---- Information given

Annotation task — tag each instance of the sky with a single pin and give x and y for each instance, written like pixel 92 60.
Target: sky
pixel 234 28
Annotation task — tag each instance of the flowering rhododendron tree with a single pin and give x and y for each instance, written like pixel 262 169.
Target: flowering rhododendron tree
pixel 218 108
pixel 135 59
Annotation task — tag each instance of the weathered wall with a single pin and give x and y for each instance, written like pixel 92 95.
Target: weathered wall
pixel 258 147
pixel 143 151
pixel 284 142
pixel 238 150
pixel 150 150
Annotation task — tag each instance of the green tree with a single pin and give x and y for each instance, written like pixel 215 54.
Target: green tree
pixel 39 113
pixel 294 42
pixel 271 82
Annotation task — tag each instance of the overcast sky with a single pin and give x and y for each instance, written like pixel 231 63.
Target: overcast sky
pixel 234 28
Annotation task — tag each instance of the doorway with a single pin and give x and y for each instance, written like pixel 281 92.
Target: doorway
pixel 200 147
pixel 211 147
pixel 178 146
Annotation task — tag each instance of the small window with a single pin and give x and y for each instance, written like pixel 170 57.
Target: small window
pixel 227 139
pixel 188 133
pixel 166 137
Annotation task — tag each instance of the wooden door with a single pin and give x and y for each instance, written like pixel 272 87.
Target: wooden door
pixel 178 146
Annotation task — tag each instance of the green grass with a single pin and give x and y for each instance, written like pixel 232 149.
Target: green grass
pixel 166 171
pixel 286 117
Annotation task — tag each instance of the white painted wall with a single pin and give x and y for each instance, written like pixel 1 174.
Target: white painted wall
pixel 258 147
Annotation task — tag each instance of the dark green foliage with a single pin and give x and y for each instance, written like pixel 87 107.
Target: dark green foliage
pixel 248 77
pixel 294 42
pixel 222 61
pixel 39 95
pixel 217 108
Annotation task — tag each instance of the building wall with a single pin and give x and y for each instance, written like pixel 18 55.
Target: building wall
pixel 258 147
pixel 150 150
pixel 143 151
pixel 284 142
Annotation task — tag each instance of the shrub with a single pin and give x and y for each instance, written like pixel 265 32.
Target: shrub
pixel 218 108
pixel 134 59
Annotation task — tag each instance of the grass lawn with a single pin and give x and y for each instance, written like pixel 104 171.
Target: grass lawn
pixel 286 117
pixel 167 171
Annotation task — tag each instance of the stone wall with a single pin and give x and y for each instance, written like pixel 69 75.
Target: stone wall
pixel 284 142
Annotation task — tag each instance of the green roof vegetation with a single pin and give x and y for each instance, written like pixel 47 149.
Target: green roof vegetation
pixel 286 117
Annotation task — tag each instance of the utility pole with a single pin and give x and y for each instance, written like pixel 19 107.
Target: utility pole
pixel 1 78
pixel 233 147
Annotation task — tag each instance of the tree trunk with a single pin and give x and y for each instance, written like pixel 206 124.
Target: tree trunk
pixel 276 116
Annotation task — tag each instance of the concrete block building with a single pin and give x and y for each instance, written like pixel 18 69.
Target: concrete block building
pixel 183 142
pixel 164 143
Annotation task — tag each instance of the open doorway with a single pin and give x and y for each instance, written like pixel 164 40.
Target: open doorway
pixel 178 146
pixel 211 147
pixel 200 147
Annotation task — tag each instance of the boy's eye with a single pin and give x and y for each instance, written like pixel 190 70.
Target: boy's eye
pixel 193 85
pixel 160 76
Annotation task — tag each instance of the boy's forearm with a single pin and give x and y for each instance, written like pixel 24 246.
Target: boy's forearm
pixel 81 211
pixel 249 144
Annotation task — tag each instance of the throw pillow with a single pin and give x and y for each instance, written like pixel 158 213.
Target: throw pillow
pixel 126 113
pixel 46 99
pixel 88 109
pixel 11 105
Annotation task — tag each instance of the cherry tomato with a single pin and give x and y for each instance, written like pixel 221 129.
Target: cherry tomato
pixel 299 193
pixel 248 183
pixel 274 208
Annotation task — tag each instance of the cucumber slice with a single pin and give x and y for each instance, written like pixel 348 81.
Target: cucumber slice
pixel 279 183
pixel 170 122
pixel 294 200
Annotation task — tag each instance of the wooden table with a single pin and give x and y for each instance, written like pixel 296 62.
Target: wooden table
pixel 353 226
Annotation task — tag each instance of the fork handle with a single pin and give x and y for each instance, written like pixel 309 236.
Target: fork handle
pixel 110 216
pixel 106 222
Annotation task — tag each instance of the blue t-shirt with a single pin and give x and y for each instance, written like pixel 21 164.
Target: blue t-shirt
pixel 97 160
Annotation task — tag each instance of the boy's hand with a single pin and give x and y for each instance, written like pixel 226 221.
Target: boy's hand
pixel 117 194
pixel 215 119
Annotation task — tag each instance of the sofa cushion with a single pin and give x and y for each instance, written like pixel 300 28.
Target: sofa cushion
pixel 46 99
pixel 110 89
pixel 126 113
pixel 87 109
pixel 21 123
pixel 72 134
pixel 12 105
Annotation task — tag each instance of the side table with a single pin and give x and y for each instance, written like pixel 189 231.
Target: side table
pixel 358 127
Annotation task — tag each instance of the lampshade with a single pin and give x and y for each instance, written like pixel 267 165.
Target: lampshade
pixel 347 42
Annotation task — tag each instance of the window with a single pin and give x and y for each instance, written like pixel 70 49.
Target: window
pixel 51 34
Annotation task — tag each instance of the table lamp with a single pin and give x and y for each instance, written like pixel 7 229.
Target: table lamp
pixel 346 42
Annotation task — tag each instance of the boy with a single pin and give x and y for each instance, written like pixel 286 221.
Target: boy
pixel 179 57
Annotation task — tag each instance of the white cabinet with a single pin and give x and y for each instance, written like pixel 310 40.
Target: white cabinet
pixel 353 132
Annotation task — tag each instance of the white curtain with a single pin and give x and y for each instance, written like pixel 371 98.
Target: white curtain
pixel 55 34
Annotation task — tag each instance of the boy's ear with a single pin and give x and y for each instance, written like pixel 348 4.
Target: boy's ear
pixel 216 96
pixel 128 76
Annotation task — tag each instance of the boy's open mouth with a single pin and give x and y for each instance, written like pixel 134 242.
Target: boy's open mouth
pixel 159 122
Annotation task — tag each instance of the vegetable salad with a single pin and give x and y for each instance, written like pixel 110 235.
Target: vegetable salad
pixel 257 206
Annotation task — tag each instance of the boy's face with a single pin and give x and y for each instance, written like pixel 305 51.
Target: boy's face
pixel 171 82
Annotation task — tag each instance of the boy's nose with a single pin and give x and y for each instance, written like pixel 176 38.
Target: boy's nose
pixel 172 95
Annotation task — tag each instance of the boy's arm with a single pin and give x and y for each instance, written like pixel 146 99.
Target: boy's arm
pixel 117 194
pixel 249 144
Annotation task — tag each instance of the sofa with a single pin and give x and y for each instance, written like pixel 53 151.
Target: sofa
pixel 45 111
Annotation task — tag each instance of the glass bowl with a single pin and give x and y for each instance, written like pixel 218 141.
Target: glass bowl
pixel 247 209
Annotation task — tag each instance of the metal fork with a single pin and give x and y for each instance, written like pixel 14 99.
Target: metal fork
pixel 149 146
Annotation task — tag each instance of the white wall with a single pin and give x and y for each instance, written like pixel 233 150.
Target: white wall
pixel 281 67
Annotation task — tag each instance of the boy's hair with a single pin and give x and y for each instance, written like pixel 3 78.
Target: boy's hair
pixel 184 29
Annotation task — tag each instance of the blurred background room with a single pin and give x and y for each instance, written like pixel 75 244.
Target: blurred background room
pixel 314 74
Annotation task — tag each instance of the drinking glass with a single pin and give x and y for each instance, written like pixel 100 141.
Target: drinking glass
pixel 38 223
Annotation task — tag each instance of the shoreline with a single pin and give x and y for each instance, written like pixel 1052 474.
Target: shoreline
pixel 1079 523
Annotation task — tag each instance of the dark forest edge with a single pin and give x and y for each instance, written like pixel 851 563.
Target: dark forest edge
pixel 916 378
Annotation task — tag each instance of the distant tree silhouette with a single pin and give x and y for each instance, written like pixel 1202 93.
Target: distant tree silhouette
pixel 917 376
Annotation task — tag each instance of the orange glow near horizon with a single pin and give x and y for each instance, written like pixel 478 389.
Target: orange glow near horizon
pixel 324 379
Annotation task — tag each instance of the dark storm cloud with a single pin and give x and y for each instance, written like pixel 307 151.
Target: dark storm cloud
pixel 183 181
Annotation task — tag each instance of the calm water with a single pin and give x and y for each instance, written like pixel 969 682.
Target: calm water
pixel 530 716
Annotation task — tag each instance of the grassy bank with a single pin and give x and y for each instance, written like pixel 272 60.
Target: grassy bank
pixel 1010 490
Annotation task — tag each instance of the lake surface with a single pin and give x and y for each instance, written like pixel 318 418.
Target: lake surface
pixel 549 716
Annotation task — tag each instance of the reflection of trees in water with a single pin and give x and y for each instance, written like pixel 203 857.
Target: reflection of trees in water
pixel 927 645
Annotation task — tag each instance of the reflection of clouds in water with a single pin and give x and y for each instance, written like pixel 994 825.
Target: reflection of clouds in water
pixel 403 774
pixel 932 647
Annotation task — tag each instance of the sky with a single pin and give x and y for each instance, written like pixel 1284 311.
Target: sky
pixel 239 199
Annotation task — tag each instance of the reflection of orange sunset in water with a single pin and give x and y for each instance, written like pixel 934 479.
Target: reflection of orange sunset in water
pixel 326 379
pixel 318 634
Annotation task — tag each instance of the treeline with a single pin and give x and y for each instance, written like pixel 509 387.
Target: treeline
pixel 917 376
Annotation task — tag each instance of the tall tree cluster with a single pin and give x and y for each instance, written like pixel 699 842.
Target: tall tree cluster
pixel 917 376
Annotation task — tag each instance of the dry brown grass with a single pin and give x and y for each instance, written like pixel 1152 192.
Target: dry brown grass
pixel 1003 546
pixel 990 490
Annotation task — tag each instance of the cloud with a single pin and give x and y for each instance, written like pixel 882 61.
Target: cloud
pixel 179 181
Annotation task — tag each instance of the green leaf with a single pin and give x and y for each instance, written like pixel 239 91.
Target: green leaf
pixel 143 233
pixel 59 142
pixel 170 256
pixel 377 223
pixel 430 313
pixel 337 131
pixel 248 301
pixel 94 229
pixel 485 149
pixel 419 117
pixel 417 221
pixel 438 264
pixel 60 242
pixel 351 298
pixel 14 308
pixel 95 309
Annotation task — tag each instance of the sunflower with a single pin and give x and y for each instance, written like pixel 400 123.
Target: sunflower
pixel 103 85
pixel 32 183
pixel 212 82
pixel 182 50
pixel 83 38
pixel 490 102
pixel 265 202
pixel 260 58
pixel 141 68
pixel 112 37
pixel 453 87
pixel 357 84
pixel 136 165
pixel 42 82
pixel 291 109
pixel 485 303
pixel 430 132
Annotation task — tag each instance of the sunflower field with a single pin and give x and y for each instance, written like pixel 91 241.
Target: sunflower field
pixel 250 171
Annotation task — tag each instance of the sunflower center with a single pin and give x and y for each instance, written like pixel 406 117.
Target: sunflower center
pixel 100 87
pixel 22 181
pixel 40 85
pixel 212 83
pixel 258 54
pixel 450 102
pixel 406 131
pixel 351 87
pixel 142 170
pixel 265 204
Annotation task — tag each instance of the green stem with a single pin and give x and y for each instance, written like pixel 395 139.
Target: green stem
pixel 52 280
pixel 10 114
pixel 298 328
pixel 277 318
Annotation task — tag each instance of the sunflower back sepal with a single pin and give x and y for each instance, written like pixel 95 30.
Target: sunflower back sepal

--------

» Given problem:
Recast the material as a Markdown table with the columns Row and Line, starting at the first line and ending at the line containing "pixel 166 137", and leave out any blank lines.

» Expected answer:
| Row | Line |
|---|---|
| 1 | Annotation task — tag each instance of the sky with a single pin and give x and y for each instance, written like pixel 92 60. |
| 2 | Target: sky |
| 3 | pixel 234 28 |
| 4 | Annotation task — tag each instance of the flowering rhododendron tree with a single pin and give x and y for each instance, written like pixel 262 169. |
| 5 | Target: flowering rhododendron tree |
| 6 | pixel 218 108 |
| 7 | pixel 135 59 |
| 8 | Annotation task — tag each instance of the weathered wall with a single pin and give x and y for each instance, written like pixel 92 95. |
| 9 | Target: weathered wall |
| 10 | pixel 258 147 |
| 11 | pixel 143 151 |
| 12 | pixel 284 142 |
| 13 | pixel 238 150 |
| 14 | pixel 150 150 |
| 15 | Annotation task — tag each instance of the green tree with a single pin and give x and y for each instance, written like pixel 215 54. |
| 16 | Target: green tree |
| 17 | pixel 39 113 |
| 18 | pixel 294 42 |
| 19 | pixel 271 82 |
| 20 | Annotation task — tag each instance of the overcast sky with a single pin and give x and y for each instance, written like pixel 231 63. |
| 21 | Target: overcast sky |
| 22 | pixel 234 28 |
| 23 | Annotation task — tag each instance of the doorway with a single pin and give x and y for each instance, written like pixel 281 92. |
| 24 | Target: doorway |
| 25 | pixel 200 147 |
| 26 | pixel 211 147 |
| 27 | pixel 178 146 |
| 28 | Annotation task — tag each instance of the small window with a single pin and give x and y for each instance, written like pixel 170 57. |
| 29 | Target: small window |
| 30 | pixel 227 139 |
| 31 | pixel 188 133 |
| 32 | pixel 166 137 |